(Stored items from a collection)
········

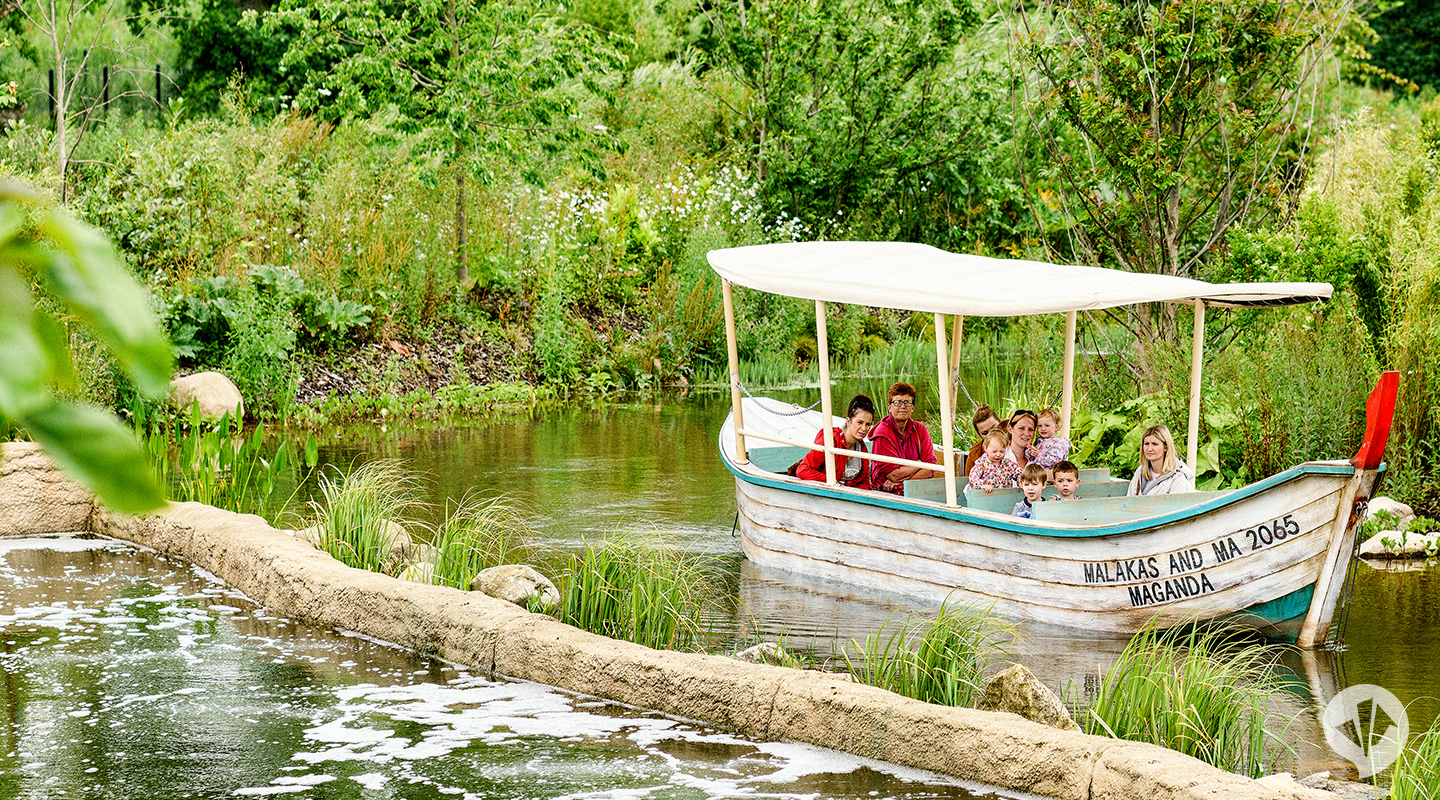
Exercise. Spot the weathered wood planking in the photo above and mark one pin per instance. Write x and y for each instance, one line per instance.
(1230, 554)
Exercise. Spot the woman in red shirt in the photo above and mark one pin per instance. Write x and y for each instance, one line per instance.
(850, 471)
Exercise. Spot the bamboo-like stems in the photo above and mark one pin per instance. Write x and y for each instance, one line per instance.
(827, 409)
(946, 413)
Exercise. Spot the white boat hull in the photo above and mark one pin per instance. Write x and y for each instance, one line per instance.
(1257, 554)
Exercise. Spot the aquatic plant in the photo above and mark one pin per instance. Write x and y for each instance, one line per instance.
(477, 534)
(1200, 691)
(936, 661)
(634, 586)
(357, 518)
(219, 465)
(1416, 774)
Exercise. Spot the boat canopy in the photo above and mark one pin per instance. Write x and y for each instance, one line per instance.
(912, 276)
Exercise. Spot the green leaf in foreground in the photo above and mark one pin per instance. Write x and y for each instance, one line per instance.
(95, 449)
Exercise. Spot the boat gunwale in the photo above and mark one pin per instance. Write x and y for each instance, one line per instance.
(991, 520)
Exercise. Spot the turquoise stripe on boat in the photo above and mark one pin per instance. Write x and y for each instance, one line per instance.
(883, 500)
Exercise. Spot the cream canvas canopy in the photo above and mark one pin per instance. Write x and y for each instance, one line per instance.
(912, 276)
(922, 278)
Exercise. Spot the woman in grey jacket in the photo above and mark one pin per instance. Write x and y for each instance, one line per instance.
(1161, 472)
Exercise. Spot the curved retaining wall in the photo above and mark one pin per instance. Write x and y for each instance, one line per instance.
(293, 579)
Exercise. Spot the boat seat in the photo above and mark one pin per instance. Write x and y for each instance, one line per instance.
(1002, 501)
(1099, 511)
(776, 459)
(933, 489)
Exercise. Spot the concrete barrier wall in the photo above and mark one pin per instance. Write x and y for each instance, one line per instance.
(293, 579)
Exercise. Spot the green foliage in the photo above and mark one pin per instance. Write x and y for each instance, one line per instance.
(1162, 123)
(357, 512)
(634, 586)
(79, 275)
(1416, 774)
(477, 534)
(219, 465)
(1204, 692)
(848, 98)
(939, 661)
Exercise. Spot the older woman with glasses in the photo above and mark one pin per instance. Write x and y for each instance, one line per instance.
(900, 436)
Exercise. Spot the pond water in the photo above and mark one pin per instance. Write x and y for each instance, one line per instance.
(133, 676)
(588, 472)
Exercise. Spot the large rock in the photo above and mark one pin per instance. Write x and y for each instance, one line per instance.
(36, 497)
(517, 583)
(1400, 511)
(212, 392)
(1396, 544)
(1018, 691)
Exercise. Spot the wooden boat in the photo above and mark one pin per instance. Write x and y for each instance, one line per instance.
(1273, 554)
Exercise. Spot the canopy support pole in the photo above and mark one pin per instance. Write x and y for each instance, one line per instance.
(956, 328)
(1067, 390)
(946, 415)
(1197, 360)
(733, 354)
(827, 422)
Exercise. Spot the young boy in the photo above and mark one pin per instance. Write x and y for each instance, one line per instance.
(1031, 482)
(1067, 479)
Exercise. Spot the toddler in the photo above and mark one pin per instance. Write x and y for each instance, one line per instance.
(1067, 479)
(1031, 482)
(1050, 448)
(994, 471)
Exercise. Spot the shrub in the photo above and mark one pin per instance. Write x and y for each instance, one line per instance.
(936, 661)
(357, 511)
(1200, 691)
(635, 587)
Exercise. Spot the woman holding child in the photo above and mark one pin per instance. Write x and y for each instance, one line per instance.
(1161, 472)
(850, 471)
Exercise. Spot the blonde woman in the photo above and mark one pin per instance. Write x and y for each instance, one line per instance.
(1161, 471)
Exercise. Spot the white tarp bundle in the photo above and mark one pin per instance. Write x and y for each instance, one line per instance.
(922, 278)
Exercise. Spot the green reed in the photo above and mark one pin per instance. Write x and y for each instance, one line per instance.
(1416, 774)
(477, 534)
(357, 510)
(635, 586)
(936, 661)
(1200, 691)
(218, 464)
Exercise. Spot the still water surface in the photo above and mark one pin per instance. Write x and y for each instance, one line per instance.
(130, 676)
(589, 472)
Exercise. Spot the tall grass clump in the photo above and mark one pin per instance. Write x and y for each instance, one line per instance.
(477, 534)
(1416, 774)
(936, 661)
(1203, 691)
(356, 512)
(635, 586)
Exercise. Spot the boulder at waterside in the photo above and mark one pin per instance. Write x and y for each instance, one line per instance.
(212, 392)
(1400, 511)
(517, 583)
(1018, 691)
(1394, 544)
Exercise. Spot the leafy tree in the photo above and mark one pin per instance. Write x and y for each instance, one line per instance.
(1409, 42)
(1165, 124)
(848, 97)
(483, 78)
(81, 276)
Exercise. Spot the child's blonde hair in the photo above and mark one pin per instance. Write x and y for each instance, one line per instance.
(995, 436)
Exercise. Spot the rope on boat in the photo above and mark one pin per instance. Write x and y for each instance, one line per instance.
(774, 410)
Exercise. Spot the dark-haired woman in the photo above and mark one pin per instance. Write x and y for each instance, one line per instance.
(850, 471)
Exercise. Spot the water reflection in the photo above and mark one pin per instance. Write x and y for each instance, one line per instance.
(591, 471)
(126, 675)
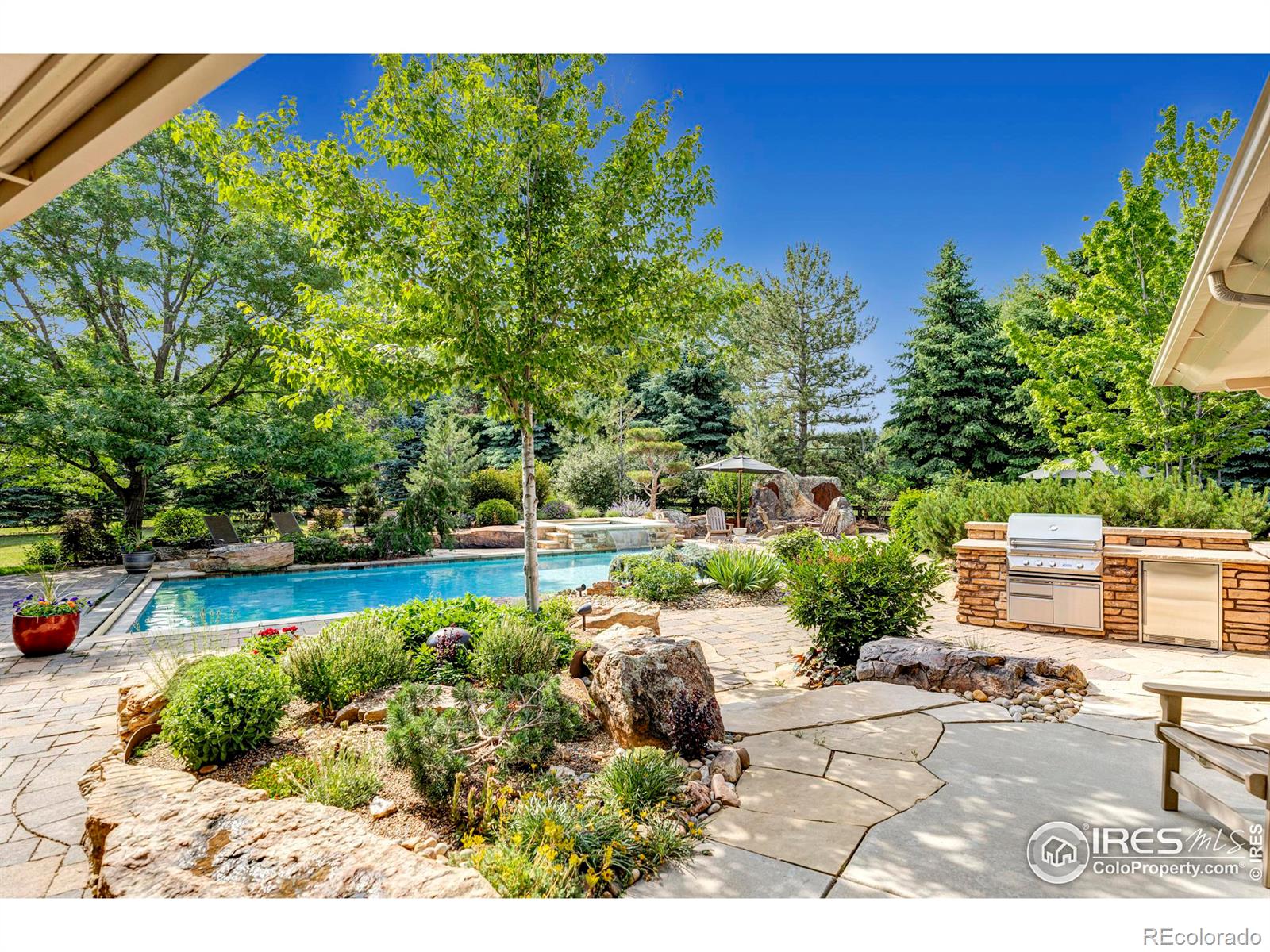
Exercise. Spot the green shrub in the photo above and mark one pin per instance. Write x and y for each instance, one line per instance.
(745, 569)
(588, 475)
(800, 543)
(181, 526)
(511, 647)
(660, 581)
(328, 517)
(495, 512)
(224, 706)
(44, 551)
(860, 590)
(639, 781)
(937, 520)
(516, 725)
(346, 778)
(495, 484)
(348, 658)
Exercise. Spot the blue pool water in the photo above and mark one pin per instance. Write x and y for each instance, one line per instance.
(182, 603)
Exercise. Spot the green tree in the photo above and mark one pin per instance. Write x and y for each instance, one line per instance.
(548, 245)
(660, 460)
(1092, 390)
(956, 385)
(692, 404)
(118, 300)
(797, 338)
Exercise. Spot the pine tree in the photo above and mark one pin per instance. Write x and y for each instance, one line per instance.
(956, 390)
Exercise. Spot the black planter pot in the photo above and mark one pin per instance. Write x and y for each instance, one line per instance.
(137, 562)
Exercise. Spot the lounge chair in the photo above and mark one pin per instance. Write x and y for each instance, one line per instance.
(287, 524)
(717, 524)
(1245, 763)
(221, 530)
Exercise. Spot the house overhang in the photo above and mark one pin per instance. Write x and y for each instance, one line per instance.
(1219, 334)
(64, 116)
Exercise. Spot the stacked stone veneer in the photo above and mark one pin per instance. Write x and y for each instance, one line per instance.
(982, 575)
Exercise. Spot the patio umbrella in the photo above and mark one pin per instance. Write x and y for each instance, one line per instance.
(738, 465)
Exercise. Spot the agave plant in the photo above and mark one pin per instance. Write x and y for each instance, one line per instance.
(745, 569)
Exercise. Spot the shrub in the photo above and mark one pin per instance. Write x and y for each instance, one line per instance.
(800, 543)
(348, 658)
(588, 475)
(556, 509)
(346, 778)
(271, 643)
(662, 581)
(44, 551)
(937, 520)
(745, 569)
(860, 590)
(224, 706)
(511, 647)
(495, 512)
(181, 526)
(328, 517)
(639, 781)
(692, 717)
(86, 539)
(518, 724)
(495, 484)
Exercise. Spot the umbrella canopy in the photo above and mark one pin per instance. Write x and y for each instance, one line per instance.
(738, 465)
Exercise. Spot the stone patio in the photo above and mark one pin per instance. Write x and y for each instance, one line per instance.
(857, 791)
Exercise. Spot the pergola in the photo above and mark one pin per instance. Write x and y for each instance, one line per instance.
(63, 116)
(1219, 334)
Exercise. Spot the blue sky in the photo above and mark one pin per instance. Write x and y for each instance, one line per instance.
(878, 158)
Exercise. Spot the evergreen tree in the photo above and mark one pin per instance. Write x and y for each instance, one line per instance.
(956, 385)
(691, 403)
(797, 340)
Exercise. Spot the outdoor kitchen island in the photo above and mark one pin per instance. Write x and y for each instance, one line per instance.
(1202, 588)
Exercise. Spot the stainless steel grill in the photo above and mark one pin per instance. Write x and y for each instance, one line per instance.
(1056, 570)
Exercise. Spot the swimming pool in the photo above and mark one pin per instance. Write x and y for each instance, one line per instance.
(224, 600)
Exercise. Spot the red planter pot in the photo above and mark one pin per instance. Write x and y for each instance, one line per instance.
(44, 636)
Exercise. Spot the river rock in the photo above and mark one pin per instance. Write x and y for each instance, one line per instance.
(635, 685)
(159, 833)
(247, 558)
(935, 666)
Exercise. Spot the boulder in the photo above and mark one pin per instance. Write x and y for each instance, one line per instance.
(935, 666)
(168, 835)
(247, 558)
(787, 498)
(637, 682)
(140, 704)
(491, 537)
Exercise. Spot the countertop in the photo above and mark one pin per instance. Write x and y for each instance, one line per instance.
(1161, 554)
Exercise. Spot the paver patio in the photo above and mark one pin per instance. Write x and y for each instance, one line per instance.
(856, 791)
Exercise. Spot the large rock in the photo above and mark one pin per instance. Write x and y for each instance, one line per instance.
(164, 833)
(491, 537)
(247, 558)
(935, 666)
(787, 498)
(637, 682)
(628, 612)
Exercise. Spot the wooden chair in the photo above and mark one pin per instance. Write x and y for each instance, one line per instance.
(221, 530)
(717, 524)
(287, 524)
(1249, 765)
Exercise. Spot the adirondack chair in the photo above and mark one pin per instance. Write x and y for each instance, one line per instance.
(221, 530)
(717, 524)
(286, 524)
(1249, 765)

········

Find "Exercise. Spot the adirondack" in the records. Copy its line and every line after it, exactly, through the last one.

Exercise. Spot the adirondack chair in the photo above and mark one pin per instance. Write x and y for each instance, one line per instance.
(221, 530)
(717, 524)
(286, 524)
(1249, 765)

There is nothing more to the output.